━━━━━ Text
Decoding C2 Traffic in Python, or HOWTO eat 🍿 during an IR engagement?
The scene 🎥
When you have the chance to catch an attacker live, it is always a delight to monitor and dissect their moves in real-time, even a posteriori. To make it happen, you must have some kind of Full Packet Capture in the first place, then, of course, you need a thorough reverse-engineering of the malware will document the encoding, fields, and structures.
Ok, you have all the materials needed, now how can we transform the pcap into human transcripts? As usual, while it may seem easy in theory “You just have to parse the application layer”, it is a bit more complicated in real life (especially during an Incident Response engagement, so it is better to be prepared!).
Theory 🆚 Life
First of all, let’s clarify some assumptions.
- Packet loss is a real problem. Given TCP has been solving this problem 👌 since the 80s, nobody actually cares about TCP retransmissions, chunk overlaps, urgency flags. But when you are reading a PCAP, you have to same support a full TCP engine to take care of it.
- IP Fragmentation happens! Especially when you monitor old OS like Windows XP/2003… Deal with it!
- HTTP/1.1 introduced HTTP persistent connections; two HTTP requests can be issued inside the same TCP connection.
━━━━━━━━━━
━━━━━ Records shown
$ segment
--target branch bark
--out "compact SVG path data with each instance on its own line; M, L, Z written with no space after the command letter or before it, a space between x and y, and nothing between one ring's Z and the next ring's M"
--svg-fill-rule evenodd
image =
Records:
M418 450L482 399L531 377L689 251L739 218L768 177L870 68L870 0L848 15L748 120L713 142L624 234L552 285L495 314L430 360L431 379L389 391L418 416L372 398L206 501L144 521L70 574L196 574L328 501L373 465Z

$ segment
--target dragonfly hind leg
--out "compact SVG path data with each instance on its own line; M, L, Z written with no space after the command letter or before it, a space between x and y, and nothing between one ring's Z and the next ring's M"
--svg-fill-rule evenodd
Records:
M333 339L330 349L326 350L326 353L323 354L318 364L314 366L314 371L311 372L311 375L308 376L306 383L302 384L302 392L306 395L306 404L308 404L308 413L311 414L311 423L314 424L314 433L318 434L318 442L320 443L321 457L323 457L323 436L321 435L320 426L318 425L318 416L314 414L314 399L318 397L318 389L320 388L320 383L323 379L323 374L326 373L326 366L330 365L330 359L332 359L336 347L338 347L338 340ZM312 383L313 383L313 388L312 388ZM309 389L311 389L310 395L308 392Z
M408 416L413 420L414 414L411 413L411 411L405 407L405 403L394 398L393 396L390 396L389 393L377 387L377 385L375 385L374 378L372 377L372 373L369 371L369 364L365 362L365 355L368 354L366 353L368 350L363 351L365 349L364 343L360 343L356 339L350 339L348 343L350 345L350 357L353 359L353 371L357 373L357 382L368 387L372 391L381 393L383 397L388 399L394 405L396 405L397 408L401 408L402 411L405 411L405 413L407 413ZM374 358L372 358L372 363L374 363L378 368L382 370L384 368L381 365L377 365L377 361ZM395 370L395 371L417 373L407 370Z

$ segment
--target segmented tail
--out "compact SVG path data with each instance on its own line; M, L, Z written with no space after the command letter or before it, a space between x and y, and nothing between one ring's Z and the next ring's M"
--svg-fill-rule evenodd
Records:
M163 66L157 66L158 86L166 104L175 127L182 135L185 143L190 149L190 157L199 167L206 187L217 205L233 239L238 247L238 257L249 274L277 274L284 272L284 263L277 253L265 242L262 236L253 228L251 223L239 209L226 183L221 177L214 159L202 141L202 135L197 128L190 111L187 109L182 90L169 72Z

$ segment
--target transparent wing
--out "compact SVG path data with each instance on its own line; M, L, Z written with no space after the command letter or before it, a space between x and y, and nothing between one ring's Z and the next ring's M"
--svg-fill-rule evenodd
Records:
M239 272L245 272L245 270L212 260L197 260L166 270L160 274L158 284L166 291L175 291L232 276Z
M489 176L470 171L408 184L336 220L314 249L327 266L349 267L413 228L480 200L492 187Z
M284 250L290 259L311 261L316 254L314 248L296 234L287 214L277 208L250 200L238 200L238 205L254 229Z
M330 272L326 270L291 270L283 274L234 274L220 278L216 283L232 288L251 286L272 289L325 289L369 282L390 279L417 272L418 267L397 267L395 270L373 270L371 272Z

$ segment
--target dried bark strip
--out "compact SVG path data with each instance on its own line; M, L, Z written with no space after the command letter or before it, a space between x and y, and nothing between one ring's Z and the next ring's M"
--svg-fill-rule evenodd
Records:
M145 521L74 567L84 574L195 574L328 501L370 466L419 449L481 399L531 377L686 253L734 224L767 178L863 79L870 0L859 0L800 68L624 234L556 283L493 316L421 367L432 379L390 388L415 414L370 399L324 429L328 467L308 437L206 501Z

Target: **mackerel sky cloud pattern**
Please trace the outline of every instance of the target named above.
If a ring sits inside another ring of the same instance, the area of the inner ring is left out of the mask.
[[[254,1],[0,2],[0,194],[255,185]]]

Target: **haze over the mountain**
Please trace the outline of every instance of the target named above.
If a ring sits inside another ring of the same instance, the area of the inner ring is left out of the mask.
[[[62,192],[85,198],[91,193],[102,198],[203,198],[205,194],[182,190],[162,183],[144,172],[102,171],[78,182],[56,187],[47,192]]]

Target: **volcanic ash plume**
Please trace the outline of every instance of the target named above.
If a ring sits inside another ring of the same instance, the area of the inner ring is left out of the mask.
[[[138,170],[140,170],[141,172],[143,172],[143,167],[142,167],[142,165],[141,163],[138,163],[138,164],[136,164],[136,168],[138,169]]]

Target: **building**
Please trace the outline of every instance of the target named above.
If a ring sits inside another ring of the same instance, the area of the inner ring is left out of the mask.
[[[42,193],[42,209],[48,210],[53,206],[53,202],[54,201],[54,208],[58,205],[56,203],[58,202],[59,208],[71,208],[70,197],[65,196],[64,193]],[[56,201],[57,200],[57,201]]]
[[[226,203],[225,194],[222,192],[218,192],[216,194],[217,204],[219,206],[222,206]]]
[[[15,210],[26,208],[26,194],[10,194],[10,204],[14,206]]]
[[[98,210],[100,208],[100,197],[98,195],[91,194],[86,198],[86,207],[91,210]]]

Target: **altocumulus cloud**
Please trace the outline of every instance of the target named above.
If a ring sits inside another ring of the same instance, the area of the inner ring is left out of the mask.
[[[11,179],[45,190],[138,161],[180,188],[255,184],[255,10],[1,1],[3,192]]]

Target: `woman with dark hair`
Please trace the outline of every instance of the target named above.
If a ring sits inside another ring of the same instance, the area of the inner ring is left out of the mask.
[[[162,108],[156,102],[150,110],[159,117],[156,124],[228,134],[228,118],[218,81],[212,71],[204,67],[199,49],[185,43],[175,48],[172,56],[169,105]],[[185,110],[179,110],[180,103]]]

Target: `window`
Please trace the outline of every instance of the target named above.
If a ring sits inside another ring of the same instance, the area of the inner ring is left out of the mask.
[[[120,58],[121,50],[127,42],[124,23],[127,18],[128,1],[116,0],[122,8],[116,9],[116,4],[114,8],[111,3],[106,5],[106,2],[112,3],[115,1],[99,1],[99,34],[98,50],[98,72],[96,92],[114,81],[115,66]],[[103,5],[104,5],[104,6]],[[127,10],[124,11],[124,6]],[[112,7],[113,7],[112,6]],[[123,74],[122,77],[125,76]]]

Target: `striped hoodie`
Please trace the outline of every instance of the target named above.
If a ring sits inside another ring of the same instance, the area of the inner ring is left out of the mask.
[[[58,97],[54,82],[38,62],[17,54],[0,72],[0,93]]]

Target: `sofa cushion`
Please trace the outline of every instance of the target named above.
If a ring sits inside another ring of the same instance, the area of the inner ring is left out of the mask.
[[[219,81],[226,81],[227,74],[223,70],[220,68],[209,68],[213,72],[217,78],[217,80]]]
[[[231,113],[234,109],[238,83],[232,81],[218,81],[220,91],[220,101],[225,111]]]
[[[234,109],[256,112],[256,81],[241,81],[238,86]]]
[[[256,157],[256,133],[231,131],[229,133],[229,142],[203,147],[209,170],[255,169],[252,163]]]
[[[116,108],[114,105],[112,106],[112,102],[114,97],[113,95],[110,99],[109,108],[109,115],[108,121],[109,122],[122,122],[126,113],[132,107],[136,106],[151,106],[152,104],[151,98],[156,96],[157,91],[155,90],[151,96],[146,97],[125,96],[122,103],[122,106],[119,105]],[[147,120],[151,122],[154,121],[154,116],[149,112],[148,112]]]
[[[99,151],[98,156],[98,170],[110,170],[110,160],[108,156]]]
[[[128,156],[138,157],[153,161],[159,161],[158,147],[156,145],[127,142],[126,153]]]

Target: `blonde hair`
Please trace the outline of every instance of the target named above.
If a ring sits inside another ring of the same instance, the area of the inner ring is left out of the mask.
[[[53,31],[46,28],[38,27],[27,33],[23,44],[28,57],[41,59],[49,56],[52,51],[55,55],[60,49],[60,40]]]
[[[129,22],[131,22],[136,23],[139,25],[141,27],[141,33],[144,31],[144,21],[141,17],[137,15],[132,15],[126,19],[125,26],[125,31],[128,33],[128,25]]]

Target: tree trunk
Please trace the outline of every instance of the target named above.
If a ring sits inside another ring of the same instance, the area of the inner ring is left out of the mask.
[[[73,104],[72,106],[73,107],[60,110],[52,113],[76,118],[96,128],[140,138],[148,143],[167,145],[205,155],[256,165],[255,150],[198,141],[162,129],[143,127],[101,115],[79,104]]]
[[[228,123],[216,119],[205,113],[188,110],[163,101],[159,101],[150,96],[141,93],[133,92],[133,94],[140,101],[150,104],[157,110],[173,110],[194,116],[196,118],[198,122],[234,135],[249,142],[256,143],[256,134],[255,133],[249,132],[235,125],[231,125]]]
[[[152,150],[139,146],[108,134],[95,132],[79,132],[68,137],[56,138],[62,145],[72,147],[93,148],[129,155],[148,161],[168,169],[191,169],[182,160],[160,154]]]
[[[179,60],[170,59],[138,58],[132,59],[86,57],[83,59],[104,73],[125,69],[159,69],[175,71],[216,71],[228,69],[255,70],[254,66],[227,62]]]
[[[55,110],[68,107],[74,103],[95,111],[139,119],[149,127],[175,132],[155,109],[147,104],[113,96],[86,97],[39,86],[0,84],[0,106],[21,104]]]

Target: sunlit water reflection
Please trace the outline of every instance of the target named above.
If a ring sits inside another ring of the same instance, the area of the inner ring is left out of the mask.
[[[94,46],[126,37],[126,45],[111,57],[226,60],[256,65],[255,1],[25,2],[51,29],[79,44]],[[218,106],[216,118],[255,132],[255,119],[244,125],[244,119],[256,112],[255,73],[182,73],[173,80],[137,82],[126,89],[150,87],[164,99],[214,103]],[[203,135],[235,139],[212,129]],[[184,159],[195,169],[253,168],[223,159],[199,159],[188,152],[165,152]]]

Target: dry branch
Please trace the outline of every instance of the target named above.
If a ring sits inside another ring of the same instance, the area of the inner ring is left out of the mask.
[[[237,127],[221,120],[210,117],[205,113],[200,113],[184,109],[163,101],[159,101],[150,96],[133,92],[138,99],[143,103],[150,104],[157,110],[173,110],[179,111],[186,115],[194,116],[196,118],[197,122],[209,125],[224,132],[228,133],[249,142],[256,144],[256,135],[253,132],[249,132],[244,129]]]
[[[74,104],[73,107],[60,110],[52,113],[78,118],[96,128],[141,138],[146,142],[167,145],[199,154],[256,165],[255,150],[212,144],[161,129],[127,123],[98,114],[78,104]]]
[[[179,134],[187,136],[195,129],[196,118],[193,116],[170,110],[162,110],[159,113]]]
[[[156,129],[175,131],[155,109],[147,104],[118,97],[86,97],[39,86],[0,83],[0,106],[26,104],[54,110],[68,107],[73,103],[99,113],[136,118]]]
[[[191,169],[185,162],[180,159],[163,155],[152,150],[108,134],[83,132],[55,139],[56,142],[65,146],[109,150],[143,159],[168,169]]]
━━━━━━━━━━
━━━━━ Records shown
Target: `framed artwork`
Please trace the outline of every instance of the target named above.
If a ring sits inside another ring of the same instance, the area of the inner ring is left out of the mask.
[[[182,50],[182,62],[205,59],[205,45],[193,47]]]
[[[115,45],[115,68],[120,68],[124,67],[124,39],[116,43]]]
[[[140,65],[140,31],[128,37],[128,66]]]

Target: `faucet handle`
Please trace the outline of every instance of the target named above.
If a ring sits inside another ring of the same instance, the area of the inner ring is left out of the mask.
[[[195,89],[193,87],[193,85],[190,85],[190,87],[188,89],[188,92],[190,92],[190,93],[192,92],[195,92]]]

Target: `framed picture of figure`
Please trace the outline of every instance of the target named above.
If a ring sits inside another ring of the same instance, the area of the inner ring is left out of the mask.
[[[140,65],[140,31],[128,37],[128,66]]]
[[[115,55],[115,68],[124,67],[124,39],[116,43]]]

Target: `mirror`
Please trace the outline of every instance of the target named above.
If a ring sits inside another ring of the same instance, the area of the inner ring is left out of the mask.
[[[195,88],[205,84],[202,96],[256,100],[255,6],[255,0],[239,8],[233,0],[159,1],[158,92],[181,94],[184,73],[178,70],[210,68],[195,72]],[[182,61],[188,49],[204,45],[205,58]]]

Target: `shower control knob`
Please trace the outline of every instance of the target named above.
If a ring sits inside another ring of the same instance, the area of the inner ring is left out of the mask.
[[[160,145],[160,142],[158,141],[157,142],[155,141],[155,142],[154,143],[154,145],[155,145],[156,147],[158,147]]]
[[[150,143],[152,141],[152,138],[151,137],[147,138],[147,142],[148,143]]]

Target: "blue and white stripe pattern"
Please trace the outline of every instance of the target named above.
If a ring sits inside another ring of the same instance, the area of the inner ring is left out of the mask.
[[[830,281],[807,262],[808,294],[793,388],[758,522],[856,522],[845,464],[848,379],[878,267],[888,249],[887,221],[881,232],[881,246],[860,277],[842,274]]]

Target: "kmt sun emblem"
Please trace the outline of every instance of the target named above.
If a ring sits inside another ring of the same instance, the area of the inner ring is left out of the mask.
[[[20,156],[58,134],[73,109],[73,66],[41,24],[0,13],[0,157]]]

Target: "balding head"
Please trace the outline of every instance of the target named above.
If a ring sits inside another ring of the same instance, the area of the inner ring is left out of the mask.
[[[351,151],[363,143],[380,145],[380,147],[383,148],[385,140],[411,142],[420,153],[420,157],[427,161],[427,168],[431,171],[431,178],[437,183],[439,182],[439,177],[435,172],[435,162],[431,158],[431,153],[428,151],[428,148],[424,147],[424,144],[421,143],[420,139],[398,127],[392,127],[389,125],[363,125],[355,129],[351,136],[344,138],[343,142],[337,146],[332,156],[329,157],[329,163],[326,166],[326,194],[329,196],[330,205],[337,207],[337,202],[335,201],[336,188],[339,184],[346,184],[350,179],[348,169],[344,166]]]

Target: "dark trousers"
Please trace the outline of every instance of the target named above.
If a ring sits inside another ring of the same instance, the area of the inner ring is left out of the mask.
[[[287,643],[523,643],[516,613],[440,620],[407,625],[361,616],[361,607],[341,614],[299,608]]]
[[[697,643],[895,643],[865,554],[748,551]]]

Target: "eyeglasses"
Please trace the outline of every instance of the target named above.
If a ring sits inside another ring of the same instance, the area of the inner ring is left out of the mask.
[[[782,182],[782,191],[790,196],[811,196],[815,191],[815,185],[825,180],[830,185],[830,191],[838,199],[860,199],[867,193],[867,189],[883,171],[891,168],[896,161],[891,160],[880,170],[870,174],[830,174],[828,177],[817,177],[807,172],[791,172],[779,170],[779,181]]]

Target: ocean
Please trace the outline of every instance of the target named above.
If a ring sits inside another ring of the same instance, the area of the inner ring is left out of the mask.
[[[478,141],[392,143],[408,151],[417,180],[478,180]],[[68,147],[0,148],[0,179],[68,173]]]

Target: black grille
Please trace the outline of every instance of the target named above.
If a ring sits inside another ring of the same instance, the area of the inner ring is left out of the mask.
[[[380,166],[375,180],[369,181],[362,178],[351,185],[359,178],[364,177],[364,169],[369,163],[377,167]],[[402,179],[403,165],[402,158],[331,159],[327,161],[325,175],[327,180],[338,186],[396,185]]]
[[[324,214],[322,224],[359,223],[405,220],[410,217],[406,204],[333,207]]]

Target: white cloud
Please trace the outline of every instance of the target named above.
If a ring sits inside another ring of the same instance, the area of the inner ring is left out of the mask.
━━━━━━━━━━
━━━━━ Records shown
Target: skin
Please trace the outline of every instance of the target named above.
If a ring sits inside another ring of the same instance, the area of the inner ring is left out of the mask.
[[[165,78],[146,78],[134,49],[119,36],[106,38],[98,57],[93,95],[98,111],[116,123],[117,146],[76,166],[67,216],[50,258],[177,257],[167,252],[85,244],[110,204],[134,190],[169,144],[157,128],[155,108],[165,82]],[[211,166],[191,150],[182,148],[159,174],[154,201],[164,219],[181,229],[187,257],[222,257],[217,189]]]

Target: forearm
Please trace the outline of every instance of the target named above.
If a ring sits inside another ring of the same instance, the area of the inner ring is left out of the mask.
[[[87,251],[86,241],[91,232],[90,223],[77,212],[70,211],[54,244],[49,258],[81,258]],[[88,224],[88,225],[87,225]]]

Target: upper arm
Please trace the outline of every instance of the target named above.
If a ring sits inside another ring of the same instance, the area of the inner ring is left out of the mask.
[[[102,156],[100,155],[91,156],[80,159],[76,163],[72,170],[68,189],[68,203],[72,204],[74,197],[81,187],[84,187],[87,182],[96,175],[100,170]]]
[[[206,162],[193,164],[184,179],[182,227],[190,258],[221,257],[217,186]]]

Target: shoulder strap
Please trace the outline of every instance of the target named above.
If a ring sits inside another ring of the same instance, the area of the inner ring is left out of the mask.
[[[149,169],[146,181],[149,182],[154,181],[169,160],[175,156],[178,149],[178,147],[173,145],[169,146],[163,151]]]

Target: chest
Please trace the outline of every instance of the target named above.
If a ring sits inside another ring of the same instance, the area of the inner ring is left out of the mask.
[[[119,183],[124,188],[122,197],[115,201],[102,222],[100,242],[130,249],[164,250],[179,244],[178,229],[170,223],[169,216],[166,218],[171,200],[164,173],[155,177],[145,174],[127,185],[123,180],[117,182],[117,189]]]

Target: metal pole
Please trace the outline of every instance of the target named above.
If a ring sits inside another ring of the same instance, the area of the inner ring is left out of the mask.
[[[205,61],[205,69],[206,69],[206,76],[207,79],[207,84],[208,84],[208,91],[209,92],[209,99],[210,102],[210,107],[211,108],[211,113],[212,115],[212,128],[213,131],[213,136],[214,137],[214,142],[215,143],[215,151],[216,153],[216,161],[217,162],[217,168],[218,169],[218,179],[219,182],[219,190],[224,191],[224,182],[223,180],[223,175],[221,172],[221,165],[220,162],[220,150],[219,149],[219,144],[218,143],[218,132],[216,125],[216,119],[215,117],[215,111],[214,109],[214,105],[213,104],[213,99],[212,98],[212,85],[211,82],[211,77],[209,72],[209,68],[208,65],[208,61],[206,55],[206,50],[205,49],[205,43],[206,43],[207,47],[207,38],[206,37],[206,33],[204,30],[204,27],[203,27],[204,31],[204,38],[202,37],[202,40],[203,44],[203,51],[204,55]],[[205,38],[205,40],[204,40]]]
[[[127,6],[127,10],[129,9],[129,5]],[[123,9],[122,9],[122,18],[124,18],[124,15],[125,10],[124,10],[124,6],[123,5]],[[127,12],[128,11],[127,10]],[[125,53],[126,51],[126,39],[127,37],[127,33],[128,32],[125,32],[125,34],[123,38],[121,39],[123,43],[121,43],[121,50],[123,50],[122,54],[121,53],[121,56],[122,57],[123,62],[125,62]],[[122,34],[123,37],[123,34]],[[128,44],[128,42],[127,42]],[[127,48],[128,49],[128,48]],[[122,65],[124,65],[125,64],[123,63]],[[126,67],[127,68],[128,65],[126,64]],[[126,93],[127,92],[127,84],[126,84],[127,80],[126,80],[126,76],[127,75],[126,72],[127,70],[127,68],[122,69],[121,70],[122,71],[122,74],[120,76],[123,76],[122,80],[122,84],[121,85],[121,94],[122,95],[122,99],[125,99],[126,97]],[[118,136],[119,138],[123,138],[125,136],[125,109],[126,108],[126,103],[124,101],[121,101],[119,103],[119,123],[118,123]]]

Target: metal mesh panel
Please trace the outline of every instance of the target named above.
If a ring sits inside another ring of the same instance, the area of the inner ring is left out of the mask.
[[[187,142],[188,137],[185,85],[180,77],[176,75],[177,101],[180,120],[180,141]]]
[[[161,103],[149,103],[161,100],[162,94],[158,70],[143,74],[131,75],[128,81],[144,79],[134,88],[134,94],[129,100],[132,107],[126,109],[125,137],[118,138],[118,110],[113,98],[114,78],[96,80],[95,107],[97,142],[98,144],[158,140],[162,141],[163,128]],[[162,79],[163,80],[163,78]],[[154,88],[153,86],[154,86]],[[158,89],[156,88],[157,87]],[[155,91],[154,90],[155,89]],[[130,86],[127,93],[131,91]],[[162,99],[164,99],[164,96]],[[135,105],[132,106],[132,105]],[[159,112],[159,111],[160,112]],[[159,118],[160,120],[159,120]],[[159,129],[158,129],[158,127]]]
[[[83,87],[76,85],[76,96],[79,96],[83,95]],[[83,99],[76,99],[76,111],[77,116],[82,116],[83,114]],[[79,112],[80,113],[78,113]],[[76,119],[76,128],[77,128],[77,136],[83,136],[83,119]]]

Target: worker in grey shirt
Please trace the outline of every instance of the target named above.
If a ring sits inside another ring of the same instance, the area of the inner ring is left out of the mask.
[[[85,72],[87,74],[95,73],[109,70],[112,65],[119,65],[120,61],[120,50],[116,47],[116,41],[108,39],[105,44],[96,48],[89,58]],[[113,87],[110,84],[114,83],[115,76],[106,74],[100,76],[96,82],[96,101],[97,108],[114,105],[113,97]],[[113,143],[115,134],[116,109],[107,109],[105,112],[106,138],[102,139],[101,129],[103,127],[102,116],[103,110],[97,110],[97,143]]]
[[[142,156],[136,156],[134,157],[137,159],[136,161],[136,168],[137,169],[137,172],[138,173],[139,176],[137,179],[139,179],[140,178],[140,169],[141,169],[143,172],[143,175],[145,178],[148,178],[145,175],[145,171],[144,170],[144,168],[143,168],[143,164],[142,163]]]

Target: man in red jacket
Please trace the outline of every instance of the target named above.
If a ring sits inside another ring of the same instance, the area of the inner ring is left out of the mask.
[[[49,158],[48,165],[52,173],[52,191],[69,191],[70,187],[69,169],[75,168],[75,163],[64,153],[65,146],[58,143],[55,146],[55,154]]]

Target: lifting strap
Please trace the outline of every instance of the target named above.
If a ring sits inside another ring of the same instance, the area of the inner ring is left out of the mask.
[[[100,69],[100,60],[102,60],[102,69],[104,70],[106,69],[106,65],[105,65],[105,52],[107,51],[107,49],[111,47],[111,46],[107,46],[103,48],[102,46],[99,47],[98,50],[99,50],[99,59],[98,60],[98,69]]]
━━━━━━━━━━
Tasks for this exercise
**a.** Put this sentence from the article on decoding C2 traffic into French: "HTTP/1.1 introduced HTTP persistent connections; two HTTP requests can be issued inside the same TCP connection."
**b.** Answer these from the article on decoding C2 traffic:
(i) Since what decade has TCP been solving packet loss?
(ii) Which old operating systems does it name when it says IP fragmentation happens?
(iii) Which HTTP version introduced persistent connections?
**c.** Carry on the article on decoding C2 traffic from where it stops.
These records were taken from a different source than the text.

Expected outputs
**a.** HTTP/1.1 a introduit les connexions HTTP persistantes ; deux requêtes HTTP peuvent être émises au sein de la même connexion TCP.

**b.**
(i) The 80s
(ii) Windows XP/2003
(iii) HTTP/1.1

**c.**
- Multiplexing: Two C2 commands can be “in-flight” in parallel (example: one uploading a file, the other executing
- Traffic captured between two Bluecoat proxies prevents you from filtering out IP addresses.
Learning by failing 🗑️
The first time I approached the problem, I implemented it using scapy, with a very basic TCP engine (full disclosure: it routinely entered into an infinite loop: writing a bugfree TCP/IP stack is hard) and then I faced difficulty handling the HTTP Request/response paradigm in non-convoluted ways (Answering Machine was too lightweight, Automaton was too heavy).
Round 1 🟠 Packet loss — 🔴 HTTP/1.1 — 🔴 Proxy
The second time, I kept it simple: delegate the TCP/IP parsing to a robust tool such as Wireshark/tshark and abuse their “Follow TCP session” feature. Obviously, these tools are clearly not designed for that purpose, and automating the session tracking was hackish. Now that I am thinking about it, I wonder if libshark existed at that time, it would have been much easier… 🤷♂️
Round 2 🟢 Packet loss — 🔴 HTTP/1.1 — 🔴 Proxy
The third time, I decided to stop using tools not designed for the job and I met tcpflow. This simple tool performs TCP/IP refragmentation/reassembly, extracts the Layer 7 payload, and writes each one-way flow on disk, you end up with gazillions of files. It is like a folder full of C2 streams but without metadata, ordering, without the understanding of the HTTP request/response paradigm: a cluster mess.
Round 3 🟢 Packet loss — 🔴 HTTP/1.1 — 🔴 Proxy
Now, the gloves are off, we cannot half-baked it finally, it is time to do some real programming!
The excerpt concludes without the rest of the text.